--- Given entries ---

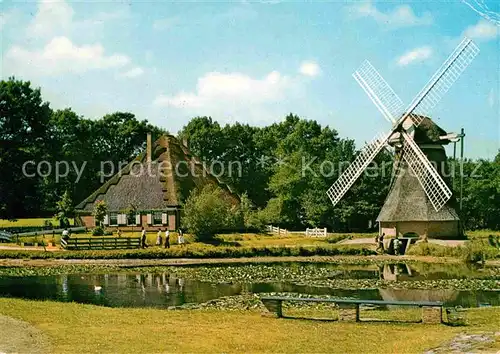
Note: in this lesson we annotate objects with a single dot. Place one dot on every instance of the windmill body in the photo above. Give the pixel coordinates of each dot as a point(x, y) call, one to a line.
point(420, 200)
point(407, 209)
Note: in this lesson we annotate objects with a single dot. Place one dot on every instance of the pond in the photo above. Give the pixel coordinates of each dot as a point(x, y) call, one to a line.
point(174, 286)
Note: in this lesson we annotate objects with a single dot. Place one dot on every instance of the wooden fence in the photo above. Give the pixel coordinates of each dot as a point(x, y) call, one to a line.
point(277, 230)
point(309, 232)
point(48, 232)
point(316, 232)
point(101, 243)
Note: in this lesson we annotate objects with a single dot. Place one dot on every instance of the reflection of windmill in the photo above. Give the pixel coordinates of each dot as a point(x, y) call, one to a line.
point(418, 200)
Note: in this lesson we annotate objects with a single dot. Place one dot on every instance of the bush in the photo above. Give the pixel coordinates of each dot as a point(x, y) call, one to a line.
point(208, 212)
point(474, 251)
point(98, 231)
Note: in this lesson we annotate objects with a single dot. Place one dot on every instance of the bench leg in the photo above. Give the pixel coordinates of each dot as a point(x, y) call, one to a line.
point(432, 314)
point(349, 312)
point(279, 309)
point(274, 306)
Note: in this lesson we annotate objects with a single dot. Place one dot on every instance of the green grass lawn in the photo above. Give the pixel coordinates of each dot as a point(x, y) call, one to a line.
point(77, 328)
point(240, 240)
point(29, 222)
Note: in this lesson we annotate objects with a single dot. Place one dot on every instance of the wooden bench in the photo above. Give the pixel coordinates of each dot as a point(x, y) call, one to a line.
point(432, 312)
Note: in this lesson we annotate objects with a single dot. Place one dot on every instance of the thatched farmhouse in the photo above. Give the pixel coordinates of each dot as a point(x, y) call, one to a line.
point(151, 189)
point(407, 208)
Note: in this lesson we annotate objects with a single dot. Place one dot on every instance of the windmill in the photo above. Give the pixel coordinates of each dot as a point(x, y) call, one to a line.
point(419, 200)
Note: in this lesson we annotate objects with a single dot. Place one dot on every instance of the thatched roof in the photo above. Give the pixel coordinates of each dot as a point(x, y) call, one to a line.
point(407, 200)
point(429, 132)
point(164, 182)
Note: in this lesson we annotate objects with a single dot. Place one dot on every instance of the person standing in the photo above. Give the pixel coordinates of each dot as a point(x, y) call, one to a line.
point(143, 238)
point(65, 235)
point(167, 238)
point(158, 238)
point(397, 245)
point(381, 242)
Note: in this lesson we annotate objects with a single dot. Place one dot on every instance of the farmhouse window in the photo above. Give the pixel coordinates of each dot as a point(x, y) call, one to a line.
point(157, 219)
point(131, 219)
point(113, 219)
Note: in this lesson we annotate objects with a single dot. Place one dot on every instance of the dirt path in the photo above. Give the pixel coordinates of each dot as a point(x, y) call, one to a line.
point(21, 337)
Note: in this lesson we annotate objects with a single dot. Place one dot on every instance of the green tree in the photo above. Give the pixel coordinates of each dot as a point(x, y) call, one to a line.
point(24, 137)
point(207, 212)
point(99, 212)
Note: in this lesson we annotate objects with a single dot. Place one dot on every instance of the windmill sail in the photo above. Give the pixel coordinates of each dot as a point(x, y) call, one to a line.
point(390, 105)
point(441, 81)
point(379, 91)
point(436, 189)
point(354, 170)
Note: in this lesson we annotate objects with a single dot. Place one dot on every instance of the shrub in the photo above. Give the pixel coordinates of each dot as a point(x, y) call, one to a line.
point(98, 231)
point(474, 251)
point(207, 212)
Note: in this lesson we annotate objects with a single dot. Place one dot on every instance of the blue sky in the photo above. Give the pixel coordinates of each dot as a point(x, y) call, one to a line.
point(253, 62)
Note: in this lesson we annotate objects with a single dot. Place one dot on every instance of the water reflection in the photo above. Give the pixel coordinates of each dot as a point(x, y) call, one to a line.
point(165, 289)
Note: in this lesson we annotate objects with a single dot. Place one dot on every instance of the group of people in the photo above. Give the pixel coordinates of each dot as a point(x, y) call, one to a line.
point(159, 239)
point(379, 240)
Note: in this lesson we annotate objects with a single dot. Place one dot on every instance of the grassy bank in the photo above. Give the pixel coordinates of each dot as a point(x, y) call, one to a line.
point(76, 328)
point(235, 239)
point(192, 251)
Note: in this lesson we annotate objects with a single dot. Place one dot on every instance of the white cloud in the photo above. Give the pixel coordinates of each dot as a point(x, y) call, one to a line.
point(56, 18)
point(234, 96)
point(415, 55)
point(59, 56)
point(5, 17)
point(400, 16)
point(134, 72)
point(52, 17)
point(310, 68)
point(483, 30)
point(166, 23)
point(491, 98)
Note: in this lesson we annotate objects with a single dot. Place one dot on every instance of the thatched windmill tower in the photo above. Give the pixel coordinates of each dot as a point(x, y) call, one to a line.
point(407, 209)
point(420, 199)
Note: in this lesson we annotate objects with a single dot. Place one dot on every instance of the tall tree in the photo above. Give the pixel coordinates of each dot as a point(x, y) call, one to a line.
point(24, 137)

---
--- Given entries ---

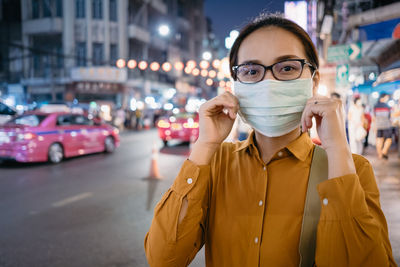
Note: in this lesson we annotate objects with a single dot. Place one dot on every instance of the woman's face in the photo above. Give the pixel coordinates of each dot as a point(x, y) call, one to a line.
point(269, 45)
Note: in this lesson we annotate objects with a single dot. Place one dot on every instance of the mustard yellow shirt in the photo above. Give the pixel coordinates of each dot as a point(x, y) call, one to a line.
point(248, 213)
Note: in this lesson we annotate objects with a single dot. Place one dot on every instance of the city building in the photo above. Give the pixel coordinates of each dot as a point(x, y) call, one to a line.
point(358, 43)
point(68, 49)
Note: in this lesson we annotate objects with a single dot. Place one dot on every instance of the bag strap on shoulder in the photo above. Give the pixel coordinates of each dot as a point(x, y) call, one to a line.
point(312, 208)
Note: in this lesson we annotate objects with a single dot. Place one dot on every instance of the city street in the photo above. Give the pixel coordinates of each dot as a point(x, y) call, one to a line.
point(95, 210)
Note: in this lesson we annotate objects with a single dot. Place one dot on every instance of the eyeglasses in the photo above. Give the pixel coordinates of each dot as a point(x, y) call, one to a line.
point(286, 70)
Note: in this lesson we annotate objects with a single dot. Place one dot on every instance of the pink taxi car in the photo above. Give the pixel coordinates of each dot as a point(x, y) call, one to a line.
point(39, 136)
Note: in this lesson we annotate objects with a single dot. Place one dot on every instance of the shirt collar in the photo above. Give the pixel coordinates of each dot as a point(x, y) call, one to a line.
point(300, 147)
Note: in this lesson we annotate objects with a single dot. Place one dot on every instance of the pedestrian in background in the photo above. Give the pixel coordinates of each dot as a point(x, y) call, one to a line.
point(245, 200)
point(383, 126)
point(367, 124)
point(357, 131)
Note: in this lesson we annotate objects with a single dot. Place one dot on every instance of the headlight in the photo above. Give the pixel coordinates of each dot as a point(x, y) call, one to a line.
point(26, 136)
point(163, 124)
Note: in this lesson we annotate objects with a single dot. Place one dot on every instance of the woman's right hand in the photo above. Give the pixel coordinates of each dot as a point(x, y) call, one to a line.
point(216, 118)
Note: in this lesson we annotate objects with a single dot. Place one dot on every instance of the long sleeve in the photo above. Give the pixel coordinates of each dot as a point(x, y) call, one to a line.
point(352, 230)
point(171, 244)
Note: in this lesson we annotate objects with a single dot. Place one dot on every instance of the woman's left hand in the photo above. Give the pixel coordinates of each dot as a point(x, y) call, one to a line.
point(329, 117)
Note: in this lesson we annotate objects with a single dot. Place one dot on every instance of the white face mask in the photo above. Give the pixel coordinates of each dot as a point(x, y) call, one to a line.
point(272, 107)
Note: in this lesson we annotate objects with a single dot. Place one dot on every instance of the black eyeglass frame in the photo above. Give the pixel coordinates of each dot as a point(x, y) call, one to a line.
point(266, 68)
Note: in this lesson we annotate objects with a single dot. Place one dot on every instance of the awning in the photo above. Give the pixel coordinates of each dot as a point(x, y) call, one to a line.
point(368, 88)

---

Present the lines of data above as a numbered list, starting with the line that contains "of the grassy" and ending with the line that contains "point(420, 199)", both included, and omit any blank lines.

> **Task answer**:
1. Note: in this lesson we annotate objects with a single dot. Place one dot on every instance of the grassy bank in the photo above. Give the pixel coordinates of each dot as a point(x, y) call, one to a line.
2. point(76, 328)
3. point(235, 239)
4. point(192, 251)
5. Note: in this lesson we annotate objects with a single dot. Place one dot on every instance of the white cloud in the photo above. Give the pixel coordinates of each dot as a point(x, y) call, one to a line.
6. point(56, 18)
7. point(234, 96)
8. point(415, 55)
9. point(59, 56)
10. point(5, 17)
11. point(400, 16)
12. point(134, 72)
13. point(52, 17)
14. point(310, 68)
15. point(483, 30)
16. point(166, 23)
17. point(491, 98)
18. Note: in this lesson we annotate objects with a single dot. Place one dot on every instance of the thatched windmill tower in the photo above. Give the pixel coordinates of each dot as a point(x, y) call, one to a line.
19. point(407, 209)
20. point(420, 199)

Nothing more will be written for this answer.